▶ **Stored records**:
============================================================

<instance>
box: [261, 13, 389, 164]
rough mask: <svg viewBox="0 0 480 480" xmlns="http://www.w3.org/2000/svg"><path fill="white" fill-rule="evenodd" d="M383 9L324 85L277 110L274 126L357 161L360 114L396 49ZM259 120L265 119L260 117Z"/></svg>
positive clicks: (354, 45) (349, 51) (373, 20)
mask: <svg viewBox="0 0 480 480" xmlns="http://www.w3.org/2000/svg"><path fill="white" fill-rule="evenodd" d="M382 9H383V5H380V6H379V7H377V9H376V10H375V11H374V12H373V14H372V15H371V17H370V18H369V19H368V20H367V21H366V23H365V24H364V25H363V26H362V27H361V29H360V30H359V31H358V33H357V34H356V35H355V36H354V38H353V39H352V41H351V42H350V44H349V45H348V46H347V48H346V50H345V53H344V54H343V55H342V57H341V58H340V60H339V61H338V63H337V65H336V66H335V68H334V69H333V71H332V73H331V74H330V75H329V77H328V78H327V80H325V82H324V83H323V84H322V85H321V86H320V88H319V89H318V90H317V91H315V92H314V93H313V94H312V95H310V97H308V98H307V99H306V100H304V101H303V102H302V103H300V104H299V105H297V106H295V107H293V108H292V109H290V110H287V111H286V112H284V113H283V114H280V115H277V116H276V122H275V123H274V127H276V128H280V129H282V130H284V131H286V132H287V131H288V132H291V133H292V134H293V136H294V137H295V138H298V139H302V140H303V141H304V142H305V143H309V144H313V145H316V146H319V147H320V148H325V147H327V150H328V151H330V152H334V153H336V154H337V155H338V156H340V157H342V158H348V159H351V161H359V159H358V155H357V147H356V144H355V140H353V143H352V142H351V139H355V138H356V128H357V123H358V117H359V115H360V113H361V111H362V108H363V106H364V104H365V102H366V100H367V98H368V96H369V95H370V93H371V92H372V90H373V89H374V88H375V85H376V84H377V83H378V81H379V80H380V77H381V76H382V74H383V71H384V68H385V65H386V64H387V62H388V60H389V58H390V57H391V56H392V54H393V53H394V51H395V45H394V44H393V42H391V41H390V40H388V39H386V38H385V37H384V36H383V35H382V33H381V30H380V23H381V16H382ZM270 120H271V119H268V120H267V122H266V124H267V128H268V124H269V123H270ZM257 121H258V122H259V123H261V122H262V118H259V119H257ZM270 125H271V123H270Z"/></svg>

============================================================

▶ **TASK INSTRUCTIONS**: Please write out the records above again, swapping "rough mask" for "initial mask" everywhere it occurs and leaving everything else unchanged.

▶ **RESULT OF THIS TASK**:
<instance>
box: [261, 13, 389, 164]
initial mask: <svg viewBox="0 0 480 480" xmlns="http://www.w3.org/2000/svg"><path fill="white" fill-rule="evenodd" d="M383 9L324 85L277 110L274 126L357 161L360 114L396 49ZM259 120L265 119L260 117Z"/></svg>
positive clicks: (354, 45) (349, 51) (373, 20)
mask: <svg viewBox="0 0 480 480" xmlns="http://www.w3.org/2000/svg"><path fill="white" fill-rule="evenodd" d="M382 9H383V5H380V6H379V7H377V9H376V10H375V11H374V12H373V14H372V15H371V17H370V18H369V19H368V20H367V21H366V23H365V24H364V25H363V26H362V27H361V29H360V30H359V31H358V33H357V34H356V35H355V36H354V38H353V39H352V41H351V42H350V44H349V45H348V46H347V48H346V50H345V53H344V54H343V55H342V57H341V58H340V60H339V61H338V63H337V65H336V66H335V68H334V69H333V71H332V73H331V74H330V75H329V77H328V78H327V80H325V82H324V83H323V84H322V85H321V86H320V88H319V89H318V90H317V91H315V92H314V93H313V94H312V95H310V97H308V98H307V99H306V100H304V101H303V102H302V103H300V104H299V105H297V106H295V107H293V108H292V109H290V110H287V111H286V112H284V113H283V114H280V115H277V116H276V122H275V123H274V127H276V128H280V129H282V130H284V131H286V132H287V131H288V132H291V133H292V134H293V136H294V137H295V138H298V139H302V140H303V141H304V142H305V143H309V144H313V145H316V146H319V147H320V148H325V147H327V150H328V151H330V152H334V153H336V154H337V155H338V156H340V157H342V158H348V159H351V161H359V159H358V155H357V147H356V144H355V140H353V143H352V142H351V139H355V138H356V128H357V123H358V117H359V115H360V113H361V111H362V108H363V106H364V104H365V102H366V100H367V98H368V96H369V95H370V93H371V92H372V90H373V89H374V88H375V85H376V84H377V83H378V81H379V80H380V77H381V76H382V74H383V71H384V68H385V65H386V64H387V62H388V60H389V58H390V57H391V56H392V54H393V53H394V51H395V45H394V44H393V42H391V41H390V40H388V39H386V38H385V37H384V36H383V35H382V33H381V30H380V23H381V16H382ZM270 120H271V119H268V120H267V122H266V124H267V128H268V124H269V123H270ZM257 121H258V122H259V123H261V122H262V118H259V119H257ZM270 125H271V123H270Z"/></svg>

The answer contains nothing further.